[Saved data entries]
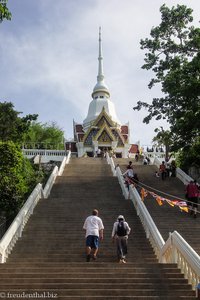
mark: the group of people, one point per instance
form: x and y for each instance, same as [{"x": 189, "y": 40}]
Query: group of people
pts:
[
  {"x": 94, "y": 228},
  {"x": 192, "y": 195}
]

Work request:
Check each line of the records above for "people", and copy those that have it.

Answer:
mark: the group of people, one point per instance
Query: group of people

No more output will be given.